MATERIAL PROVIDED.
# # # #

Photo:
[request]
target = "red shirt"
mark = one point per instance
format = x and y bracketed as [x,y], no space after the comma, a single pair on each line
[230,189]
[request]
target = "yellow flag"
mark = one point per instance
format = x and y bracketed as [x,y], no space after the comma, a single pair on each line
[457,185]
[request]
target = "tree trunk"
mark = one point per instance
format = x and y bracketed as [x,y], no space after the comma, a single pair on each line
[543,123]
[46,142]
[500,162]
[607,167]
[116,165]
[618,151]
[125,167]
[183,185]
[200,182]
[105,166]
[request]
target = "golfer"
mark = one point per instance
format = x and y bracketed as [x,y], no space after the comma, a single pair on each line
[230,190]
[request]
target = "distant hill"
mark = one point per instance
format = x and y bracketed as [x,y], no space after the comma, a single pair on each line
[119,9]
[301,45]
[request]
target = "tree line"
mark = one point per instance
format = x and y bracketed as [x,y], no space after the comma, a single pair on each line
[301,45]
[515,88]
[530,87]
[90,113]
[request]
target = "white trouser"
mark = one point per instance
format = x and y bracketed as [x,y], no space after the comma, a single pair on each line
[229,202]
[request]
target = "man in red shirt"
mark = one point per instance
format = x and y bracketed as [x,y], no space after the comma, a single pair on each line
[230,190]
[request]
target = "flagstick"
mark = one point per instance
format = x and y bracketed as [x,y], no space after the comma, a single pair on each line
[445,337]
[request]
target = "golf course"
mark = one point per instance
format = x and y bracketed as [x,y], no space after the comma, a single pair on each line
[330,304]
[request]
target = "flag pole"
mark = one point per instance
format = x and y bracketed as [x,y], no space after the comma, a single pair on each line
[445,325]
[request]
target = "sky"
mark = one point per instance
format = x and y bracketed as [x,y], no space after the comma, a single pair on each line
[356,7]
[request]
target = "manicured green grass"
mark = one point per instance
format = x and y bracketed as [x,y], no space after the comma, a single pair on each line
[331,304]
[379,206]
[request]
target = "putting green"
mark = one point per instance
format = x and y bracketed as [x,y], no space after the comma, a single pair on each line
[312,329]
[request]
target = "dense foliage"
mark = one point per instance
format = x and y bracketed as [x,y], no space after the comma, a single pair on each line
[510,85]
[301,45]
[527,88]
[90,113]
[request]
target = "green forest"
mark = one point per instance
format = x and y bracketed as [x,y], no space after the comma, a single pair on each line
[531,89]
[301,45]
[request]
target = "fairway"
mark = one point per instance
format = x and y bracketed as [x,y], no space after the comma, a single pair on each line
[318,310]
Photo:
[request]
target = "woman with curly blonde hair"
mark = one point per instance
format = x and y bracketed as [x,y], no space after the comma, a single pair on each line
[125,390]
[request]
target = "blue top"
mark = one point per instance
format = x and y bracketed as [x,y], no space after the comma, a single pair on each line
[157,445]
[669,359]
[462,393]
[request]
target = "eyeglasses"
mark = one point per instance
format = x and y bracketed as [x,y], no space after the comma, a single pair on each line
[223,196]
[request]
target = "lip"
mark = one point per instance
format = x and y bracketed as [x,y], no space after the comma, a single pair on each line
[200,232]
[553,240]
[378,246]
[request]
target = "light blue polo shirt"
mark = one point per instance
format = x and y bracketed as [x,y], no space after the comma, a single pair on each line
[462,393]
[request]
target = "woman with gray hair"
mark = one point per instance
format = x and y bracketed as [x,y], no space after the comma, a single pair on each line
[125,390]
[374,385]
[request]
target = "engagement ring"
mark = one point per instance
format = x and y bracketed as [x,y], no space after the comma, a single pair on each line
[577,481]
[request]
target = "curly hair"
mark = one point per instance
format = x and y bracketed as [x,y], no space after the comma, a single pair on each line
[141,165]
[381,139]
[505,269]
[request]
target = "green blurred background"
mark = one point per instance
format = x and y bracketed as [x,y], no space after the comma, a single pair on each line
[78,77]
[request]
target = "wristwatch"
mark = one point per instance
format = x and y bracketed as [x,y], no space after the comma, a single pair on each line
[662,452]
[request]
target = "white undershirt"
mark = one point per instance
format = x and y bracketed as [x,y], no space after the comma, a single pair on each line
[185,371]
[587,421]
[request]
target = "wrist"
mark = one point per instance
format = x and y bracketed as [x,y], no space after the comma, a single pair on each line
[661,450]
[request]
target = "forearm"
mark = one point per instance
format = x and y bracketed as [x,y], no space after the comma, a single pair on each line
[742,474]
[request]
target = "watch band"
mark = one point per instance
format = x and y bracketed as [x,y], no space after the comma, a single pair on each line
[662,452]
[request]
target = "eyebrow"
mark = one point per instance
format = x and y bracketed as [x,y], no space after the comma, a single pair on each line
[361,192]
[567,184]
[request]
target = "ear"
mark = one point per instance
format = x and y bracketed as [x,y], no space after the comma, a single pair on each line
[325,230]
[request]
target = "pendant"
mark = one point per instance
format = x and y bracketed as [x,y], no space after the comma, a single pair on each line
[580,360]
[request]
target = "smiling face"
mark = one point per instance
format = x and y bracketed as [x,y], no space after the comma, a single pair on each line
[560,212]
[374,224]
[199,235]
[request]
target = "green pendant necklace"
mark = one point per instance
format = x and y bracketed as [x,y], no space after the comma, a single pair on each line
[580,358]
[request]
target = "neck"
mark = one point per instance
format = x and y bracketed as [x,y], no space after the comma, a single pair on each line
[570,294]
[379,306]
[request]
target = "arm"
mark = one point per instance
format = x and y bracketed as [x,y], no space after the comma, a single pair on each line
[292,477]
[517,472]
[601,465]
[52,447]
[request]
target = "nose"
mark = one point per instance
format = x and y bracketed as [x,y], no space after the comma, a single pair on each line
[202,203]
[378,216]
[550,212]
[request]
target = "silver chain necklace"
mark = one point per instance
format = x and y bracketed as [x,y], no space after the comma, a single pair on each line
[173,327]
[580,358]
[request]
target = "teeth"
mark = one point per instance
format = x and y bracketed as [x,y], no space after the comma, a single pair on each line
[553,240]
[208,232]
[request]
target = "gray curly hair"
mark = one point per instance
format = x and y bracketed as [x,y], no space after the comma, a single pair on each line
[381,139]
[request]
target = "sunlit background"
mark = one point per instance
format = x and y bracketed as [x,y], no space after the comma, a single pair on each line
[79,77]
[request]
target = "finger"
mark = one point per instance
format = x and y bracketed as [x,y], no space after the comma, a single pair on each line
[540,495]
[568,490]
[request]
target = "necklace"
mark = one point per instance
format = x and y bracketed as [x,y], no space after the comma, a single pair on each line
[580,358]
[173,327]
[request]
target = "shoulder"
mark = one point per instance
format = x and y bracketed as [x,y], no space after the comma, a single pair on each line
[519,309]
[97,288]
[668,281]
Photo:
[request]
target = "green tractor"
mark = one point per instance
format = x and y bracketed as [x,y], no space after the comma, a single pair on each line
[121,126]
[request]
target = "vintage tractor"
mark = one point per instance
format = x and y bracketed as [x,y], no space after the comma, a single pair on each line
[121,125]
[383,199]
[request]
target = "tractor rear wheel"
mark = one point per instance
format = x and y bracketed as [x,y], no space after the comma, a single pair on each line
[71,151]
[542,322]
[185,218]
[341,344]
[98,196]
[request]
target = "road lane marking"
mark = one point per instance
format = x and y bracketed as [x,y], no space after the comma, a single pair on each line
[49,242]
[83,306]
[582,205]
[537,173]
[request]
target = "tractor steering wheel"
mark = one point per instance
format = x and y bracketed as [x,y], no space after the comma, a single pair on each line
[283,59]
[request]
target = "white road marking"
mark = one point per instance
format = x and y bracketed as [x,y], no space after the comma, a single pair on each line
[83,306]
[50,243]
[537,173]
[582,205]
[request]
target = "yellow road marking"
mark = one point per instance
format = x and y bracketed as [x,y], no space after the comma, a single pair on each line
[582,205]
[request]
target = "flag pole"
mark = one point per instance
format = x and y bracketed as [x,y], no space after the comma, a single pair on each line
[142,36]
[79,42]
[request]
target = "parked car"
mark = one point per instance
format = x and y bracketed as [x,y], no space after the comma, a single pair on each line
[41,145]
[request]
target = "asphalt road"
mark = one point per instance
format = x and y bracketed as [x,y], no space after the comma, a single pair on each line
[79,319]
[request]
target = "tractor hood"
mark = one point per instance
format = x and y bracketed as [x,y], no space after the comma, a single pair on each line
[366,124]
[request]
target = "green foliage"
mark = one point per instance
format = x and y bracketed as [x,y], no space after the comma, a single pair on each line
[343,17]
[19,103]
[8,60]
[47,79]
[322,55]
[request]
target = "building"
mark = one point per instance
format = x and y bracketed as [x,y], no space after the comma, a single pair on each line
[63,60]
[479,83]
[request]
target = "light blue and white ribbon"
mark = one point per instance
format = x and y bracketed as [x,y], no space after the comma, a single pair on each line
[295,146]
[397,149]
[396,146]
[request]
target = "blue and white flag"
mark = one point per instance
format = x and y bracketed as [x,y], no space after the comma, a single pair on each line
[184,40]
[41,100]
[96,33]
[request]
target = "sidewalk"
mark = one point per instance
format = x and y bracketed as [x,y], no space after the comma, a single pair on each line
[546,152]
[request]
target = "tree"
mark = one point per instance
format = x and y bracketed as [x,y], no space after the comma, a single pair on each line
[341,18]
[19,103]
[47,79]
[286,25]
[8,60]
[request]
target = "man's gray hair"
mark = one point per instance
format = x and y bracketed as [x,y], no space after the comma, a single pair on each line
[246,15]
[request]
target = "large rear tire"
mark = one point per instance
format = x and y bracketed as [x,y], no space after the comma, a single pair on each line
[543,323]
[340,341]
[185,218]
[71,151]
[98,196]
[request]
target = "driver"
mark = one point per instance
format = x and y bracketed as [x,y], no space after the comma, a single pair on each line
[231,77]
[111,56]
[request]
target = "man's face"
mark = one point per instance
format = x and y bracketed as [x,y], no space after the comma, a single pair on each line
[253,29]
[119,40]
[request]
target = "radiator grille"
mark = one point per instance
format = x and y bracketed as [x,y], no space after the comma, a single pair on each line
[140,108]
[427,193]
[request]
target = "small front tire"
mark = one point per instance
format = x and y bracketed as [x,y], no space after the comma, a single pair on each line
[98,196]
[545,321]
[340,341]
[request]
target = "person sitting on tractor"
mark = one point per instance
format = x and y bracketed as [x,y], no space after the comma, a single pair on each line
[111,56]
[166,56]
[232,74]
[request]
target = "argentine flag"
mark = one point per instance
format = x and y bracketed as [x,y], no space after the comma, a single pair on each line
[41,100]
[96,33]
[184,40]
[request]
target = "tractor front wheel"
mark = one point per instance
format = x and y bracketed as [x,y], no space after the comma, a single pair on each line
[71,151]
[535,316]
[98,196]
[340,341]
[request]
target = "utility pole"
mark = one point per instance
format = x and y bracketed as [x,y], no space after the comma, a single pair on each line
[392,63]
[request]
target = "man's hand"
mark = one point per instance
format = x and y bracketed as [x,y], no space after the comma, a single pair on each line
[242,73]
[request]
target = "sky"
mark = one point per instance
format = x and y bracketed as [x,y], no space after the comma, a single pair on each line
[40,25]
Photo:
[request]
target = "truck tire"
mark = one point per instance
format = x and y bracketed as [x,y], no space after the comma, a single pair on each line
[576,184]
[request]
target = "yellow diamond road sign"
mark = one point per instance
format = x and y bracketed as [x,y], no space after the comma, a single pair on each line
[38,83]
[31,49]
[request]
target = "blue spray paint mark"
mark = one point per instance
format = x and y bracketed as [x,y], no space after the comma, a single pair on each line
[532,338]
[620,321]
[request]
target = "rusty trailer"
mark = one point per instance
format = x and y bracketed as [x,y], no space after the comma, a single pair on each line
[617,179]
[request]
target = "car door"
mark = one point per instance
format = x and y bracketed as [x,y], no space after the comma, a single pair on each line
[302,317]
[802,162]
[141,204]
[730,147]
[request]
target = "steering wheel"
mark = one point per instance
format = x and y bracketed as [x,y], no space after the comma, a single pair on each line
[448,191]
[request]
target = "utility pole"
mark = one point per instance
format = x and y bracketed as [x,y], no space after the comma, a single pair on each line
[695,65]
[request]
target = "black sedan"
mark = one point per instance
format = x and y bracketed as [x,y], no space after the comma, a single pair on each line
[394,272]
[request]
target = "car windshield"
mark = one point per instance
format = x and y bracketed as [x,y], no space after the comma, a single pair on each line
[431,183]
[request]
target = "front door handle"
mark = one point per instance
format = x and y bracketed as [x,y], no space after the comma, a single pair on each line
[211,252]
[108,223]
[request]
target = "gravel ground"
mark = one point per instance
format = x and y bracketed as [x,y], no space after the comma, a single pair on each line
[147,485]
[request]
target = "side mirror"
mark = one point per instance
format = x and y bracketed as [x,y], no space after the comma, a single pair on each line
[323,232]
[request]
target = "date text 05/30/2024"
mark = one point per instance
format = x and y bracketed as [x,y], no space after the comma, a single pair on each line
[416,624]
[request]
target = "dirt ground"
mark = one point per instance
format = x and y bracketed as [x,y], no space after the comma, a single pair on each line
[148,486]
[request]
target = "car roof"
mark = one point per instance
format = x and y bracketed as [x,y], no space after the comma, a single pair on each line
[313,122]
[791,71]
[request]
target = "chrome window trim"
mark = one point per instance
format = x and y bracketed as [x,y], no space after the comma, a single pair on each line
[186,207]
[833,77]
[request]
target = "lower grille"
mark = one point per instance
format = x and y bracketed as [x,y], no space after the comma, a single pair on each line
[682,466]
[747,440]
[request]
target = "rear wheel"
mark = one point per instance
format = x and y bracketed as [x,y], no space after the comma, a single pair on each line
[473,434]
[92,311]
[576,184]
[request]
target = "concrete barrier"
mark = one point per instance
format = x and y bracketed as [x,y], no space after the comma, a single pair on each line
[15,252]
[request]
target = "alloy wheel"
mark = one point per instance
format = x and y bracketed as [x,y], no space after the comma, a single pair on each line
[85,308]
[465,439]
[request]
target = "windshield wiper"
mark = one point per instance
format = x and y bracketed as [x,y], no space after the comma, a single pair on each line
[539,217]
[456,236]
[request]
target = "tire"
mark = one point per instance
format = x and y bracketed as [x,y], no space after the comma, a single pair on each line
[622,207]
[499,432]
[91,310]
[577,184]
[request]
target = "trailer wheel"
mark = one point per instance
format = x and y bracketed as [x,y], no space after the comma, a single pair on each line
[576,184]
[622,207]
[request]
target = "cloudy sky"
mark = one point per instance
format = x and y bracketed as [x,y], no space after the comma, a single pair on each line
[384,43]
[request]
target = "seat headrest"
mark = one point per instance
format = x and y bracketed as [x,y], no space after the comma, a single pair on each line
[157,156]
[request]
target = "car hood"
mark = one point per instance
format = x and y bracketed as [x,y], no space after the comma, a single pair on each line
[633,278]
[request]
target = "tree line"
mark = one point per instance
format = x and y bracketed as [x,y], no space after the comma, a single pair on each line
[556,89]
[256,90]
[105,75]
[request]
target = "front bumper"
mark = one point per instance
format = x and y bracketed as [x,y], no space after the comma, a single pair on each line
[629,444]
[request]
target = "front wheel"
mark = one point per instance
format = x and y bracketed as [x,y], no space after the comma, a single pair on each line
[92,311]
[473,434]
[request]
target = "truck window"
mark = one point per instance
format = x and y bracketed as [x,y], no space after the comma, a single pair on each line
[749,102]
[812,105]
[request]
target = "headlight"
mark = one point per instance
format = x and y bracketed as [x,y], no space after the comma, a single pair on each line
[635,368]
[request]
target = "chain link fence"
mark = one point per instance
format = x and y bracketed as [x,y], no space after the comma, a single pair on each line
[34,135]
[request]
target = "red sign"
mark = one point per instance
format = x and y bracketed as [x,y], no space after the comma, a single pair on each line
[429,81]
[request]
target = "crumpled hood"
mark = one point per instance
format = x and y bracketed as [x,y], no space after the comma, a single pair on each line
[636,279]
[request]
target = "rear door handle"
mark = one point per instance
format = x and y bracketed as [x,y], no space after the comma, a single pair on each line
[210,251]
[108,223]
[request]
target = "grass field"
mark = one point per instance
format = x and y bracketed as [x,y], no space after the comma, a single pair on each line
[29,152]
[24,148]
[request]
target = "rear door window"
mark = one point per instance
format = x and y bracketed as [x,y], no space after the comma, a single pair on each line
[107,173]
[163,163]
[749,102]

# # # #

STATED EXERCISE. Count how many lines of the data above contain the string "road" and reply with that number alone.

RESULT FOR THIS EXERCISE. 5